▶ [Problem to solve]
Count the lines in the data below that contain the string "grassy", and give only that number.
** START Records for the exercise **
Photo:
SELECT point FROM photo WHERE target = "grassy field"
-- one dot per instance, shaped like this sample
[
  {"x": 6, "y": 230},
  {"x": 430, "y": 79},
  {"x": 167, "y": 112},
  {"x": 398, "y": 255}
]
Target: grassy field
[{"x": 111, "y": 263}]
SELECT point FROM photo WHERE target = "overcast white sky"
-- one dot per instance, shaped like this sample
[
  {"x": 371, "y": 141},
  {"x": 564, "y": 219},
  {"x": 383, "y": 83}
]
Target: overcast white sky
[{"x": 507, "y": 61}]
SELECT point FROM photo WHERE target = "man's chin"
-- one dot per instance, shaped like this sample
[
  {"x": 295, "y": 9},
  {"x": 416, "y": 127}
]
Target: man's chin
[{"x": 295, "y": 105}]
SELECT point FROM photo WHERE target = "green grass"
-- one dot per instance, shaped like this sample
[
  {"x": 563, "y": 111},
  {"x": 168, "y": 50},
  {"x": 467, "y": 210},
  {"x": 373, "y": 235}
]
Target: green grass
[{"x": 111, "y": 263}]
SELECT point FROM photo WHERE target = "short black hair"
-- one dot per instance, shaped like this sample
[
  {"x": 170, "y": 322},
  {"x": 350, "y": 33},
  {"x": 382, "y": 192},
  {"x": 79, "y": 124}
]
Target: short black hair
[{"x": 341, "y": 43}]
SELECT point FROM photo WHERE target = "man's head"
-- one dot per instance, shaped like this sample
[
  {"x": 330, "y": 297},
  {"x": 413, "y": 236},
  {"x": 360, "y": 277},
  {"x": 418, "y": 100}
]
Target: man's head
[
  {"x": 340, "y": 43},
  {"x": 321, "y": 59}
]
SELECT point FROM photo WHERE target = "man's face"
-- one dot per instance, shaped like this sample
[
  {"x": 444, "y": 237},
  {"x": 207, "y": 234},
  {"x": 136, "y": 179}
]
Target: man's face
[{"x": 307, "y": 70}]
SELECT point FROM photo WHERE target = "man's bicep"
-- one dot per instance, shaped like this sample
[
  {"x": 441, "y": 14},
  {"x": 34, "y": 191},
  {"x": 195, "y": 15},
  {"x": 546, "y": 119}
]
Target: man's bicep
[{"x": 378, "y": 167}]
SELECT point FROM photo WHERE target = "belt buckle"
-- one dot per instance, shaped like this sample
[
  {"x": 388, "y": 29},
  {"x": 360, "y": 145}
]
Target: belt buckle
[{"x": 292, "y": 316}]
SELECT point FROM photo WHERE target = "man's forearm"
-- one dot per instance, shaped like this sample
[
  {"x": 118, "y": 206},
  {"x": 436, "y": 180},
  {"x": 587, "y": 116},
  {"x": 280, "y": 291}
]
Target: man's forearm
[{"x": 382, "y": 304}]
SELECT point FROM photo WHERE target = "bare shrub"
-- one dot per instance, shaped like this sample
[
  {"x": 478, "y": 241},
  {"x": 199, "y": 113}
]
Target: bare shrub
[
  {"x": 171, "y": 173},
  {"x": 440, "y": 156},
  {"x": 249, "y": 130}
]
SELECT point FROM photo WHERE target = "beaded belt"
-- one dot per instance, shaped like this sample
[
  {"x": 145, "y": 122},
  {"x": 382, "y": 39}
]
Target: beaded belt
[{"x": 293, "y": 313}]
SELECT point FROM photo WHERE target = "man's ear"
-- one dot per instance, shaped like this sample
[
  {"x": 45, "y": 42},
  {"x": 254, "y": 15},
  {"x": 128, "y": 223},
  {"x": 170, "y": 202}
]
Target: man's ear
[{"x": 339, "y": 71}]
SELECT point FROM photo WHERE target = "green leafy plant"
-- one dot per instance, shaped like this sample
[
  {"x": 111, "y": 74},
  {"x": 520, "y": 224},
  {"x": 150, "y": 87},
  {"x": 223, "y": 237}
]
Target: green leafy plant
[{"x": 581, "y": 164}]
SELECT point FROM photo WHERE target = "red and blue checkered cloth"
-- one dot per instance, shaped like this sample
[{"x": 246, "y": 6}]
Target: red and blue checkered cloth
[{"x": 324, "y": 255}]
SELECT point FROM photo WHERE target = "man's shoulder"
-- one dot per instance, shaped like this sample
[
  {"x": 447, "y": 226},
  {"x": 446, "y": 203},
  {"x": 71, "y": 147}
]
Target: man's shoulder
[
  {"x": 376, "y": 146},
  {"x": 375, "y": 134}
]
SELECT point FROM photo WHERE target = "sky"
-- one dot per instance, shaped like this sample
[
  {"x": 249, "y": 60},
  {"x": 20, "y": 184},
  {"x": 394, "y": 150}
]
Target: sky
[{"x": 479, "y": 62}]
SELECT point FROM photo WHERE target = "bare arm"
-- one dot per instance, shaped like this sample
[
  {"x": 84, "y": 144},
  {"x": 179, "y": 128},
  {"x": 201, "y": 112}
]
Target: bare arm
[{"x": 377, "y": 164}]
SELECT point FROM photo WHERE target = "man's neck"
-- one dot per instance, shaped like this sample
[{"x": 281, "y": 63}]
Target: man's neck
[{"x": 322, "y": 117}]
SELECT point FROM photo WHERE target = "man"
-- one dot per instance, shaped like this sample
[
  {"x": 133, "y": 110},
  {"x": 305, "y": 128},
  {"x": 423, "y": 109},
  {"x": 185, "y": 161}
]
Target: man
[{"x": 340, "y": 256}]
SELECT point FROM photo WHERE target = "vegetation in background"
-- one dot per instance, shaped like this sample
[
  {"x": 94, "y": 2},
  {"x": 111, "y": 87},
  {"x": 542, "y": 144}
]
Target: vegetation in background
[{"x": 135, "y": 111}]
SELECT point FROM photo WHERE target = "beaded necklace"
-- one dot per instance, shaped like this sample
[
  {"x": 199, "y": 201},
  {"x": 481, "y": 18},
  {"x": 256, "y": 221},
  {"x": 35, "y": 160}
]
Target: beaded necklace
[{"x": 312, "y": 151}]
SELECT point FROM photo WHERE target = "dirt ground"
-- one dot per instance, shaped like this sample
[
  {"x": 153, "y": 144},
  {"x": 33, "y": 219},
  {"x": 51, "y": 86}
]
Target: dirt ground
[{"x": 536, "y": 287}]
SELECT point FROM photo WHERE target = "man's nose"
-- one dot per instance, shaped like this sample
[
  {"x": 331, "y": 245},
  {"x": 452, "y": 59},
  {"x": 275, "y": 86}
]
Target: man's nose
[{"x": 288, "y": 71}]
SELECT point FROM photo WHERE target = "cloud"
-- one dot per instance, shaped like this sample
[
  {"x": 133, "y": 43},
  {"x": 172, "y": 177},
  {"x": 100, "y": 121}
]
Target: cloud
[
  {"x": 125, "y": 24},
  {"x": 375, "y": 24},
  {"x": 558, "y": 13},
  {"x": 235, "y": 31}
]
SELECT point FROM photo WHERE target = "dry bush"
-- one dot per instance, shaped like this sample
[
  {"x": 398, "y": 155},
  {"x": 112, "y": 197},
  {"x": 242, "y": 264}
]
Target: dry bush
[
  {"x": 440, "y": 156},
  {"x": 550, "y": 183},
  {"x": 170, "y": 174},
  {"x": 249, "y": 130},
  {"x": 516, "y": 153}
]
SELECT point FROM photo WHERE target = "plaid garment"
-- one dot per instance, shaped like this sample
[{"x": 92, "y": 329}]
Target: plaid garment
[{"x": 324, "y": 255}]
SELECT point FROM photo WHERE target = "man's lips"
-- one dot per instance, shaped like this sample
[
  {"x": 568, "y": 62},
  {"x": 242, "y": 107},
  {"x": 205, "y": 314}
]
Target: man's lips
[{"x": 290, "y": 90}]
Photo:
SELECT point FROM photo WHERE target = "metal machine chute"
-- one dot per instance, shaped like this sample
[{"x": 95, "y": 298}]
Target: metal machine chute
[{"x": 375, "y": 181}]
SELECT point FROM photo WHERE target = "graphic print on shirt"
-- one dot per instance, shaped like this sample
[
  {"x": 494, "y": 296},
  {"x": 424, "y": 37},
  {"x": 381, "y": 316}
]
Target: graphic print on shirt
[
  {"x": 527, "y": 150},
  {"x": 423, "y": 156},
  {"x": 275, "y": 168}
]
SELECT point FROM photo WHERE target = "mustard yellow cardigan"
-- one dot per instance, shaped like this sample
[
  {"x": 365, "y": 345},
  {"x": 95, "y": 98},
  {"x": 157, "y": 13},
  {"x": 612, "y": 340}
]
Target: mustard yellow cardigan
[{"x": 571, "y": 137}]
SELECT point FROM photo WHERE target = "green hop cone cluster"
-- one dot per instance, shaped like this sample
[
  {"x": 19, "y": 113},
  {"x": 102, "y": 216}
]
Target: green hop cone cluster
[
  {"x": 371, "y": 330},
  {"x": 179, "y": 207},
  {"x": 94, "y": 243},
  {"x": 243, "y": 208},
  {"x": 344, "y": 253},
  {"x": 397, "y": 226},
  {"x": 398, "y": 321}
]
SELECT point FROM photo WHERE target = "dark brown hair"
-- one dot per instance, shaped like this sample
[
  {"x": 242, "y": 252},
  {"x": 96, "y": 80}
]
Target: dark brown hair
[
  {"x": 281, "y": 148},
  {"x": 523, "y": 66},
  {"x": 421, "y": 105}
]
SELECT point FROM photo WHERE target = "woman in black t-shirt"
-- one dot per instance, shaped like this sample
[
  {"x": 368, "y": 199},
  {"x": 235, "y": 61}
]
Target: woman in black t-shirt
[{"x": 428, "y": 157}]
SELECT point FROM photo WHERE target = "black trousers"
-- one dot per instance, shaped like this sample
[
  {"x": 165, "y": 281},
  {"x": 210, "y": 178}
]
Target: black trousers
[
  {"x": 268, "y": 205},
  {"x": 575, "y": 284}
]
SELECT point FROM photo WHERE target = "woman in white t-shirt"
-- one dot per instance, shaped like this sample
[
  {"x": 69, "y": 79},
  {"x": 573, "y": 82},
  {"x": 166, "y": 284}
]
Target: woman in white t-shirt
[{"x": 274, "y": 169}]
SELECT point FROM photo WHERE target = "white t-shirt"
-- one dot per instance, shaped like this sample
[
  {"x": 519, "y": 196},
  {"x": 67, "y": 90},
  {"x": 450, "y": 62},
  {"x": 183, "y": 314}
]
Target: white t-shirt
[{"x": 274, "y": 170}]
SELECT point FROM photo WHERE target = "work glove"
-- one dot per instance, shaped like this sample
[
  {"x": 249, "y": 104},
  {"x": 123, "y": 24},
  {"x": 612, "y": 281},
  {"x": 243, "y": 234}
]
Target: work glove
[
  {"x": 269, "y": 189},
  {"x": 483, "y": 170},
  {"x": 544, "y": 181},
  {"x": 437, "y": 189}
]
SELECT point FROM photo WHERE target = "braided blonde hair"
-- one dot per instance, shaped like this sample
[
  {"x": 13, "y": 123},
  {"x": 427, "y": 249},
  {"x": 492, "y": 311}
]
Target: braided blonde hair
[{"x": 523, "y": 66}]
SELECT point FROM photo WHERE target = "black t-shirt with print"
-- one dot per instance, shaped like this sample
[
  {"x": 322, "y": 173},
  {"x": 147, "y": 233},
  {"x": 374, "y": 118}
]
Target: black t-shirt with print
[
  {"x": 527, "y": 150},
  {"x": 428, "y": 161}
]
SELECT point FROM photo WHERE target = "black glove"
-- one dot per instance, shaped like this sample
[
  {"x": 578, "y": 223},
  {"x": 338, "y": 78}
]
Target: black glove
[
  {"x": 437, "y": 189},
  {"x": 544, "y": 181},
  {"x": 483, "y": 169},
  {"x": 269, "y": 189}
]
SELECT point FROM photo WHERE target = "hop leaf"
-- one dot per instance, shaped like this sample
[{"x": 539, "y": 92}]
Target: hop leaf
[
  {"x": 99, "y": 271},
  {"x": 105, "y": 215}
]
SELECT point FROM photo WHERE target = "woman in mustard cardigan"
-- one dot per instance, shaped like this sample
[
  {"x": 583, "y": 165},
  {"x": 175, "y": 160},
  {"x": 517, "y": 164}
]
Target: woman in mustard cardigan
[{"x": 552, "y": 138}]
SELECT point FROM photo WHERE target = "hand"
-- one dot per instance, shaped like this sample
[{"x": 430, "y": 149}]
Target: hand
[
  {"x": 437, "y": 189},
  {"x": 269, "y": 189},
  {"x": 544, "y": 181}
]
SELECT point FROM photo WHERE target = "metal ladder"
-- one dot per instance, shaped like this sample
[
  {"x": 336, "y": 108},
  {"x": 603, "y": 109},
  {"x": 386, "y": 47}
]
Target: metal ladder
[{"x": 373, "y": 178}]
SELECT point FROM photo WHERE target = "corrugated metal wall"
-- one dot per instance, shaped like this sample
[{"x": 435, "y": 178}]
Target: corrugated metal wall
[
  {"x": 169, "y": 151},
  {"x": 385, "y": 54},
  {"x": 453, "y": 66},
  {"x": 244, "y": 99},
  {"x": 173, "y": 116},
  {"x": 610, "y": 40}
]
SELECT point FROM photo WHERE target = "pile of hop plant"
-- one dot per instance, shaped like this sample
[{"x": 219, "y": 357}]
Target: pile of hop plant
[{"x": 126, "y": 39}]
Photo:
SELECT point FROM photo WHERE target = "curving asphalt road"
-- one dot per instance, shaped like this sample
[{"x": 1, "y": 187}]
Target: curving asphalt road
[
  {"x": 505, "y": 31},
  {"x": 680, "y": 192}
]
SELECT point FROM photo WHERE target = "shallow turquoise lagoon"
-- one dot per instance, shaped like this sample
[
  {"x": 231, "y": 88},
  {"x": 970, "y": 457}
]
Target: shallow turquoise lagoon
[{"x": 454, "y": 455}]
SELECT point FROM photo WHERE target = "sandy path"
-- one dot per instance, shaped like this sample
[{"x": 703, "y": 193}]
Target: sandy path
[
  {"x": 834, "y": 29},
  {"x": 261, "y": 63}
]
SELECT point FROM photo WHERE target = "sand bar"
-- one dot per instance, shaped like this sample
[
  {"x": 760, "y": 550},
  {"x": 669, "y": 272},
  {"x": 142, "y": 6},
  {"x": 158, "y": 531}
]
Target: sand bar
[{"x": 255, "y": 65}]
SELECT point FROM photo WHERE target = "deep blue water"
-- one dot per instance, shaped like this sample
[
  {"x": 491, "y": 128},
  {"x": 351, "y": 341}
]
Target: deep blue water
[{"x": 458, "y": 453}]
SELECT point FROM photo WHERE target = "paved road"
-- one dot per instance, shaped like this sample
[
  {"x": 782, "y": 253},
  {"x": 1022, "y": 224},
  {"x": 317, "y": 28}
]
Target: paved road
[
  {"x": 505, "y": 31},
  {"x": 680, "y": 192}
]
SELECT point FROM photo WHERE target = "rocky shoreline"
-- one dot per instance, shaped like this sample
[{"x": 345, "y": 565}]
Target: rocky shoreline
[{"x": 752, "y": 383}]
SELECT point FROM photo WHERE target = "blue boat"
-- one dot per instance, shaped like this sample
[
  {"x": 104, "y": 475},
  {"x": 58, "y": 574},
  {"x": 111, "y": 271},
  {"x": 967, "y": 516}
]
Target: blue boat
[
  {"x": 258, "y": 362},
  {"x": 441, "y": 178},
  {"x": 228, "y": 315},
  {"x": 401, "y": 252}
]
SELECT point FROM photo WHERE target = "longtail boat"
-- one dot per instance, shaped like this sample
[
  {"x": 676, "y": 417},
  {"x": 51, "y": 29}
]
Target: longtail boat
** END Records for the exercise **
▶ [Response for this exercise]
2